_Extract provided_:
_ _ _

Or... at least they feel like they should? Or... they feel like they should wish that they should? Or something... it's all rather confusing.

I hardly have time for long solitary reflection and soul-searching nowadays, between working, setting up the new website and doodling a bit with my new digital camera, hee hee. This might very well be a good thing, since over-analyzing was always one of my (imaginary?) vices. I even overanalyze about whether or not I'm overanalyzing.

It's just that I've gotten to a point where no revelations come. I'm in a swamp of non-decision, it seems, or else I arrived at the right decision a while ago and now I just can't resign myself to it.

The decisions are all varied and slightly intertwined, concerning that enigmatic group we chicks like to call the opposite sex. If you are disgusted now by my flowering-up of what some people would term Boy Trouble, by all means stop reading here.

It's just... I thought I had arrived on a decision about Charlie Brown long ago. I thought I had. I kept re-deciding on it each time I wavered. Thing is, if I had to keep re-deciding, could it have been a decision at all, or wishful thinking? And part of that decision was to stop thinking about it and get on with my life, but every time I would proudly tell myself, "Now see, that's a whole three days you've not thought of It even once" it would spawn a three-hour period of... well, thinking.

The less I focus on it, like one of those magic eye pictures, the less effort I put into it, the more the true picture comes to focus and I can lose what's right in front of me for a lovely all-around fuzziness and that one special little 3-D image... okay, now I'm lost in the extended metaphor. Allow me to extract myself.

Then there's *Him*. The original center of my thoughts, the boy who always makes me smile. Where he used to make me impatient, anxious, often tearful with uncertainty (while we were together), now after months apart at a time I know with a sweet serenity that he will always love me and I will always love him and I'll probably invite him to my wedding and drink a toast to him, silly and trite as it sounds to my writer's ear. Every goofy thing about him still makes me grin reminiscently, and every moment in his company is a good one. I looked forward to the two seconds we'd have to talk when I went to drop off his graduation gift, for goodness sake. I really must stop being so paranoid about scaring him off again and simply ask the boy out for a midnight hangout sometime, as he apparently has grown into his true self this past year, just like me.

_ _ _

_Provided data_:
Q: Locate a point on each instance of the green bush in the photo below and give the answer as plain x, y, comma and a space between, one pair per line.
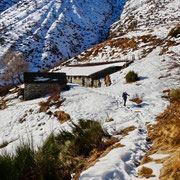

_ _ _

_Work instruction 1_: From the journal entry about indecision, reproduce the passage from "I hardly have" to "myself to it.".
_Work instruction 2_:
Answer these questions using the journal entry about indecision:
(a) Which three activities does the writer say leave little time for solitary reflection?
(b) What kind of pictures does the writer compare the situation to in an extended metaphor?
(c) What was the writer dropping off when looking forward to two seconds of conversation with *Him*?
_Work instruction 3_: Continue the journal entry about indecision from its last sentence.

_Final answer 1_:
I hardly have time for long solitary reflection and soul-searching nowadays, between working, setting up the new website and doodling a bit with my new digital camera, hee hee. This might very well be a good thing, since over-analyzing was always one of my (imaginary?) vices. I even overanalyze about whether or not I'm overanalyzing.

It's just that I've gotten to a point where no revelations come. I'm in a swamp of non-decision, it seems, or else I arrived at the right decision a while ago and now I just can't resign myself to it.

_Final answer 2_:
(a) Working, setting up the new website, and doodling with a new digital camera.
(b) Magic eye pictures.
(c) His graduation gift.

_Final answer 3_:
And I still giggle when I remember how he stayed watching from the porch after we hugged goodbye today and I walked to my car. He was still watching, a slightly dazed smile on his face like he used to have the first weeks we crushed on each other, when I got behind the wheel and grinned at him. I must daze him a little- hell, looking back at who I was before I left, I daze myself.

Then there are the Untouchables I work with- more than mere waiters, these are variations on Adonis wearing aprons. They're suave and funny and flirt with every other girl in the place except me and I wouldn't touch them with a ten-foot pepper mill, yet they remind me always of who I'll never be in their eyes.

And then the Touchables. The cuties. The goofy boys who chat rather than flirt, who get excited talking about the X-Men sequel while filling pitchers of iced tea, who look at me in that comfortingly familiar asexual way and who can be my friends. I love them. But again with the same dilemma- this town will be 200 miles away by September, and that's no way to begin something.

So in short, I'm trying to adapt to the single life without letting myself notice it's a single life, because noticing is always what prolongs it, you know? But most of the time it's like not thinking of a polar bear in a snowstorm. Like the Eskimos, I fail every time. And it only works when I'm absolutely unconscious of the fact, because thinking about not thinking about something is trying to cheat.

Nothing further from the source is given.